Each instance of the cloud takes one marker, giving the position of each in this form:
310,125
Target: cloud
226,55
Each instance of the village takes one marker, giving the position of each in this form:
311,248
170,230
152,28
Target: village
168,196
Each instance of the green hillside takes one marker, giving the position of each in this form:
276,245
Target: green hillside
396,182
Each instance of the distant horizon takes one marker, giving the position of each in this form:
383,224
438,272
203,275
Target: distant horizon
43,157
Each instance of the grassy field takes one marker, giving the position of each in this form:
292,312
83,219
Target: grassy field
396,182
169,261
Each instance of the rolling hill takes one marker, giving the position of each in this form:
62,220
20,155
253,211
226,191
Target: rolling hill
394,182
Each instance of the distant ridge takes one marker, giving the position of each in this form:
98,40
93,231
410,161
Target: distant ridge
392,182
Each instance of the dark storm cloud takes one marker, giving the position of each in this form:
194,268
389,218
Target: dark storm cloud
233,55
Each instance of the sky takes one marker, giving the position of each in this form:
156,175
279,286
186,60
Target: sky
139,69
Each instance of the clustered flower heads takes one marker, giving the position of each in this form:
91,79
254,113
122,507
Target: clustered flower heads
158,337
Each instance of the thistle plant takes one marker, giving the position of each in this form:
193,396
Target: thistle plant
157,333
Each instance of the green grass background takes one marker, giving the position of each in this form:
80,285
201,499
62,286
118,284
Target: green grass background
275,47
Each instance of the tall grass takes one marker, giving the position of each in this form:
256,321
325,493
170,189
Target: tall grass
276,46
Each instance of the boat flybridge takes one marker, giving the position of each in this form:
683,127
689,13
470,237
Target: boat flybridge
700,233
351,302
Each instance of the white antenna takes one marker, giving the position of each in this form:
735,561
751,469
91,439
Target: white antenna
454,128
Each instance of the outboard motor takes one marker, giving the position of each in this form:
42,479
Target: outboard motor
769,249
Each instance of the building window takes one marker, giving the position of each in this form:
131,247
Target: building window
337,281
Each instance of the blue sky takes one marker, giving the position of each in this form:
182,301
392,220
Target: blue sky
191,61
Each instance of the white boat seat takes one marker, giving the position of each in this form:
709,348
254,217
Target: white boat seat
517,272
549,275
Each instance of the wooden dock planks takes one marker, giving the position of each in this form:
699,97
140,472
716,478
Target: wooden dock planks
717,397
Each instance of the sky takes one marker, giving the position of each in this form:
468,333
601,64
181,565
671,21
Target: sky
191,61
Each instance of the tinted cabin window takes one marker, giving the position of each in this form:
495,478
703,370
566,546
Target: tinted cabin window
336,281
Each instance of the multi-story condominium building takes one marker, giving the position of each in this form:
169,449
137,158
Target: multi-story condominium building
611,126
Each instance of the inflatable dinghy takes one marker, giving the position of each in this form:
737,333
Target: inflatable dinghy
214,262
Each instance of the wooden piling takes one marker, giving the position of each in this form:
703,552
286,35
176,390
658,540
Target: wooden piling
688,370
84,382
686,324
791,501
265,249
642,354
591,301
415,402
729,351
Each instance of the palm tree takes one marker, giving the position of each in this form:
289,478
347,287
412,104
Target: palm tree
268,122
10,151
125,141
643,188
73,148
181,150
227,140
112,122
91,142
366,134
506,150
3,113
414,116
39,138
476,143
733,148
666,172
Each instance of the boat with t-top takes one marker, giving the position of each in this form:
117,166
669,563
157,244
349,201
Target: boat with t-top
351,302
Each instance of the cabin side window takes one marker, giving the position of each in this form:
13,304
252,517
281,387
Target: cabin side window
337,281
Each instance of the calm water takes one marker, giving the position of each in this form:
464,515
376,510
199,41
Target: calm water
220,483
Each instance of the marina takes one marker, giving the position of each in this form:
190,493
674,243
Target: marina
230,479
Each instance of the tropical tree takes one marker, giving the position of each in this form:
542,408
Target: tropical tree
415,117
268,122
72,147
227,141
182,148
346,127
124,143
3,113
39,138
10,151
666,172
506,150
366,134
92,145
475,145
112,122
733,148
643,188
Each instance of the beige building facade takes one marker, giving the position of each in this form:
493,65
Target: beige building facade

⁂

— Challenge —
Return every entry exactly as given.

— Finished task —
Each instance of the cloud takes one marker, giving the position of each in this form:
310,125
Target: cloud
226,55
Each instance of the village takes one marker, giving the position of each in this form:
311,248
170,230
152,28
Target: village
168,196
Each instance of the green hillside takes one marker, giving the position of each in this form:
276,245
Target: green hillside
396,182
Each instance of the distant horizon takes one marker, giving the position of each in this form:
383,224
438,272
203,275
Target: distant horizon
43,157
Each instance of the grassy field takes one marker, giving the position of each in this form:
292,312
83,219
Target: grassy field
396,182
169,261
Each instance of the rolling hill takes one marker, giving the position of each in this form:
62,220
20,155
253,211
226,191
Target: rolling hill
394,182
Each instance of the distant ridge takes one marker, giving the position of each in this form:
98,40
93,231
410,161
Target: distant ridge
392,182
Each instance of the dark storm cloud takes one marker, giving the position of each in this form:
194,268
389,218
Target: dark storm cloud
233,55
Each instance of the sky takes one marker, giving the position of each in this form:
156,175
279,286
186,60
Target: sky
139,69
Each instance of the clustered flower heads takes one marker, giving the position of each in this form:
91,79
254,113
122,507
Target: clustered flower heads
158,337
Each instance of the thistle plant takes one marker, giving the position of each in this form:
193,396
Target: thistle plant
157,333
Each instance of the green grass background takes one marker, giving the position of each in this form:
80,285
201,499
62,286
118,284
Target: green grass background
275,47
Each instance of the tall grass takes one marker, giving the position of each in this form:
256,321
325,493
170,189
Target: tall grass
276,46
Each instance of the boat flybridge takes one marker, giving the position of each in this form:
683,127
689,13
470,237
Target: boat flybridge
700,233
351,302
Each instance of the white antenna takes one marker, giving the position of each in this form:
735,561
751,469
91,439
Target: white antenna
454,128
Each instance of the outboard motor takes one marker, giving the position of each in this form:
42,479
Target: outboard motor
769,249
Each instance of the building window takes one marker, giving the position of each in this form:
131,247
Target: building window
337,281
Each instance of the blue sky takes one marker, giving the position of each in this form:
182,301
392,220
Target: blue sky
191,61
Each instance of the white boat seat takes one marker, giving the position of each in this form:
709,348
254,217
Target: white boat seat
517,272
549,275
Each instance of the wooden dock planks takes one marker, giving the position of each in this form:
699,97
140,472
716,478
Target: wooden dock planks
717,397
Each instance of the sky takes one marker, giving the position of each in this form:
468,333
601,64
181,565
671,21
Target: sky
191,61
Each instance of the tinted cabin window takes one marker, giving the position of each in this form:
495,478
703,370
566,546
Target: tinted cabin window
336,281
Each instance of the multi-story condominium building takes one marker, giving the position of each in this form:
169,449
137,158
Target: multi-story condominium building
611,126
Each instance of the inflatable dinghy takes one marker, giving the position of each in this form:
737,333
Target: inflatable dinghy
214,262
Each instance of the wooden piling takes one marker, giving the position of each in this form:
703,552
286,35
176,390
658,540
Target: wooden piling
688,370
84,382
686,324
791,501
265,249
642,354
591,301
415,402
729,351
Each instance of the palm tree takes one marker, giving the position of each in this form:
289,478
347,287
412,104
Target: palm tree
268,122
10,151
125,141
643,188
73,148
181,150
227,140
112,122
91,142
366,134
506,150
3,113
414,116
39,138
476,143
733,148
666,172
Each instance of the boat with t-top takes one marker, giving the position of each in this form:
117,166
669,563
157,244
349,201
Target: boat with t-top
351,302
Each instance of the cabin side window takes one marker, giving the position of each in this form:
13,304
252,517
281,387
Target: cabin side window
337,281
Each instance of the calm water takes one marker, giving the position of each in this form:
464,515
376,510
199,41
Target: calm water
220,483
Each instance of the marina takes one marker, giving the position of each in this form:
190,493
674,243
Target: marina
230,479
Each instance of the tropical tree takes one marker, giving the position of each in this form:
542,408
Target: tropical tree
415,117
268,122
72,147
227,141
182,148
346,127
124,143
3,113
39,138
10,151
666,172
506,150
366,134
92,145
475,145
112,122
733,148
643,188
Each instance of the beige building facade takes one marker, giving the position of each in this form:
493,65
Target: beige building facade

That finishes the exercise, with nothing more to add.